**Tasks and exercises**
A. In the horse fencing discussion, do these statements agree with the text? (i) The poster in Alabama gets snow only once every few years. (ii) The mare has been seen testing the poster's fence. (iii) SilverMaple considers snow fencing riskier for the mare than wire panels or electric. Answer yes or no for each and quote the deciding words.
B. Name every type of fencing that comes up in the horse fencing discussion.
C. Extend the horse fencing discussion past its final sentence, keeping the same forum style.

**Page excerpt**

Snow is not an issue here in Alabama, we only get a snowfall maybe every 2-3 years :grin:

I will suggest it to her but not sure she will like the large openings. She is against field fencing. Very protective of her first horse. The mare is about 15 years old and I haven't seen her ever test my fence. 

I did suggest smooth wire high tensile fence, but don't remember if she shot that idea down or not.


----------



## SilverMaple (Jun 24, 2017)

Honestly, if she can't afford the panels or high-tensile (both on the cheap end as far as fence is concerned) and is unwilling to do electric, perhaps she'd be better off waiting until she can afford better fencing before installing something. Keep the horse at your place and buy fencing as she can. If she can't afford it all at once, a few panels or a roll of wire a month over the course of the winter and she may find she can get a decent fence within her budget that way. 

FWIW, her mare is a lot more likely to become entrapped and hurt in something like the snow fencing than she is in wire panels or electric. Since they can't lean over those, they tend not to get near them. The only time I had a horse put a foot through was a horse kicking at one of the neighbor's horses on the other side. He got a scrape but the wire bent and he easily pulled his leg out. All of mine are hobble broke front and rear, too, which helps them not to struggle if they would get caught in something, and I highly recommend that, particularly for wooded areas--- I've seen a lot of horses hurt from catching a hoof in tree roots or downed branches than in the fence. If she goes with the panels and is really worried about the gaps in the wire, run a strand of electric on the inside of it about chest height for the horses. They will stay clear of it.

Dataset excerpt
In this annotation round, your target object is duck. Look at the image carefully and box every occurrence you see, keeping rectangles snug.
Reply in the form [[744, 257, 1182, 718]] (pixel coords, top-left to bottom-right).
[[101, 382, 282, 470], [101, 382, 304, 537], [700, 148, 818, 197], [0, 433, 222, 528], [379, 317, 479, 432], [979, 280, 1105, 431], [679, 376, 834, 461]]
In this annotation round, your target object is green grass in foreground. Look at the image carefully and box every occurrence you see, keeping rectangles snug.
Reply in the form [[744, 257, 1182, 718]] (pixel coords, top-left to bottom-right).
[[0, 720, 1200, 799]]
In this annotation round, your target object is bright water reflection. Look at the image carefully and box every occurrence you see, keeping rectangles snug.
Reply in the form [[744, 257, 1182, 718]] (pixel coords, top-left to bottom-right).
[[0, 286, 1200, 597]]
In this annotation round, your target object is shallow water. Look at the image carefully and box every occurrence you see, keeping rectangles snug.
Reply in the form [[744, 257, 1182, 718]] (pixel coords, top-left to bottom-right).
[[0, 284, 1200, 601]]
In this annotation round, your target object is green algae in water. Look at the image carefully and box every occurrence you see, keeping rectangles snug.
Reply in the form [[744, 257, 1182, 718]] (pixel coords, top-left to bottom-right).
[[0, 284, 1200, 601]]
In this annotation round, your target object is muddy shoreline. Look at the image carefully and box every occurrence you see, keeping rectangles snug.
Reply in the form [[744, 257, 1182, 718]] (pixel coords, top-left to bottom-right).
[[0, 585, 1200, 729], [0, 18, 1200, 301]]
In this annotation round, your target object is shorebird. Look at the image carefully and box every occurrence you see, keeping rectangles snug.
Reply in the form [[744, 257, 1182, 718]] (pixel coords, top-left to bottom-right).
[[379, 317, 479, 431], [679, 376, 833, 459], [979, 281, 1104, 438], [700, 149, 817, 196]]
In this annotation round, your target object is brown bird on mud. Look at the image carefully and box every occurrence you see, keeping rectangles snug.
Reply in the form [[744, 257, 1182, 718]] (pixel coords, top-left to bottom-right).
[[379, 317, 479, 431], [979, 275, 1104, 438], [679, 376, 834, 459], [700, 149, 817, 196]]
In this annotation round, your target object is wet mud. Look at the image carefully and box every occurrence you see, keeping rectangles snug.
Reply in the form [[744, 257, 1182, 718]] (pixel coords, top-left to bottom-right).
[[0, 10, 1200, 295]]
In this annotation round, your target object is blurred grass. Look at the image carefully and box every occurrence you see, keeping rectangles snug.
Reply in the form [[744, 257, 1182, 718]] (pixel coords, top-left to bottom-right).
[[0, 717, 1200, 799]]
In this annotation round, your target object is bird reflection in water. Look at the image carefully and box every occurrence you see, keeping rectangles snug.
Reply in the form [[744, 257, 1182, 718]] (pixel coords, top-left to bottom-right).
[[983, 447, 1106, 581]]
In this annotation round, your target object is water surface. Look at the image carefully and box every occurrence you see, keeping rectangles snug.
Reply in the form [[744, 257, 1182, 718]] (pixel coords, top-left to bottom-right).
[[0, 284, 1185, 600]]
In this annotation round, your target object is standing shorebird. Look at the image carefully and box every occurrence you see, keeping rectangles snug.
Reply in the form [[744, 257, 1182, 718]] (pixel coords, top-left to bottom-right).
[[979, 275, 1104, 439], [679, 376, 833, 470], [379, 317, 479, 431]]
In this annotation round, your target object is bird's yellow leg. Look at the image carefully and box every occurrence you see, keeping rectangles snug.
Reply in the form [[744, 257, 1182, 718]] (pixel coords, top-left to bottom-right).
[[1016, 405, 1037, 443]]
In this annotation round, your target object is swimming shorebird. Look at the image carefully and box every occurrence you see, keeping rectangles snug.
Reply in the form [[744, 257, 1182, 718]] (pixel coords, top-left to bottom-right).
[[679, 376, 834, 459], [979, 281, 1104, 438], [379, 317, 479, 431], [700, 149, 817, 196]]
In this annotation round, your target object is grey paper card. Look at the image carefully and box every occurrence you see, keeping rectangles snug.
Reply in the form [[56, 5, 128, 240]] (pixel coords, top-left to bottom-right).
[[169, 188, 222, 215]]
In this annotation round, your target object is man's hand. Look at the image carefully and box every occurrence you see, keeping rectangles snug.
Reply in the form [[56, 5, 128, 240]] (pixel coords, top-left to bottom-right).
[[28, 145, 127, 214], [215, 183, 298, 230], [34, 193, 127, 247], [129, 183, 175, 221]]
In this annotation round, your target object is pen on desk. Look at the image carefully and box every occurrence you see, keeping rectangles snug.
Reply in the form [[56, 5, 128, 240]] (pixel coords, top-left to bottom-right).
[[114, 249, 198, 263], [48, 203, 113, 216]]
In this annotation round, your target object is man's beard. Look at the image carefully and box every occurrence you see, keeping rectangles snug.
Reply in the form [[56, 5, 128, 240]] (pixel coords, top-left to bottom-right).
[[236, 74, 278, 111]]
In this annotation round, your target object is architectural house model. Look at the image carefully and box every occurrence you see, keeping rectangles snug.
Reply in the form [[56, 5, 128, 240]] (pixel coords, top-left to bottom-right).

**Results for each task**
A.
(i) Yes: "we only get a snowfall maybe every 2-3 years"
(ii) No: "I haven't seen her ever test my fence."
(iii) Yes: "her mare is a lot more likely to become entrapped and hurt in something like the snow fencing than she is in wire panels or electric."

B.
- Field fencing
- Smooth wire high tensile fence
- Wire panels
- Electric
- Snow fencing

C.
A lot of people around here use those panels for smaller corrals for horses and cattle, too. For that, use heavy wood posts and raise the panel up about 8" off the ground when you install it. I know probably 50 horses kept in corrals made of these, with no injuries to speak of. Horse can't graze over or through them so they don't lean on them, they will contain small animals and ponies, and if you're worried, run electric on the inside and a solid board along the top. Pipe gate and done. Sturdy, safe corral for not a lot of money. A friend has one about 200' x 400' and has had no issues and no maintenance on it for over 10 years. It attaches to a series of pastures in use during the summer, but in the winter her horses are in that corral. Since we have snow, she put a double gate on it so a tractor with a blade or snowblower can get through, and she snowblows it out along the fencing so the horses can't walk over when it drifts.


----------



## Cynical25 (Mar 7, 2013)

I've had horses in hot wire and/or tape on t-posts for many years without issue. Love my current solar powered fence charger. Cheap and easy to put up. Cheap and easy to expand or reconfigure. Cheap and easy to take down if/when they can afford something else.


I wouldn't talk her out of a companion equine, as that's really the best option. Some horses are fine solo, some are fine with goats, some hate goats, and some will manage to tear down the most impressive fence/gate/wall/barn in search of another horse buddy (I've had one of each, and you only find out which they are the hard way, lol.)


----------



## horselovinguy (Oct 1, 2013)

Well... my first thought is, "Why does she need to do all at once?"....
Fence an acre....then save some more and fence another or a part of that..
Small amounts done not all at once make the task not so financially difficult nor such a huge job.

So, she can rent from many Lowe's or rental places post hole augers that are gas powered...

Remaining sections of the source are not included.